TASK DIRECTIONS
Using the listing below, determine the count of lines with the word "return" and reply only with it.
***
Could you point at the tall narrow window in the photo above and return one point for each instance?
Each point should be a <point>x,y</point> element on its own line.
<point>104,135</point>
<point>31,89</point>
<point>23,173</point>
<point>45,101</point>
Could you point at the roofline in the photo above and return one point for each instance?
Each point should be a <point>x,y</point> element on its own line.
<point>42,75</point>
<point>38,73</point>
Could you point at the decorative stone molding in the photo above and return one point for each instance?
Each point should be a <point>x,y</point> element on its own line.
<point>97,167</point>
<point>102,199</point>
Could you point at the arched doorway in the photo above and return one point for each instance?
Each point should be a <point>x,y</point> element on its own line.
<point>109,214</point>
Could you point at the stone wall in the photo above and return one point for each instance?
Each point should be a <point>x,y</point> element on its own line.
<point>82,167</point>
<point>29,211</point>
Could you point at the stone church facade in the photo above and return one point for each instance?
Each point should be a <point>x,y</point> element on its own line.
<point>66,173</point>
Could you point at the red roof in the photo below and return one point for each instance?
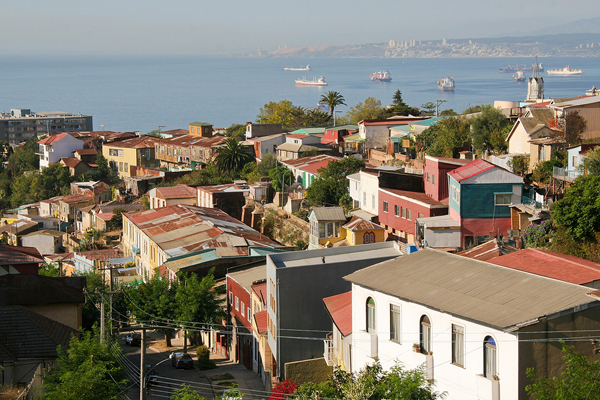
***
THE COMPLETED TASK
7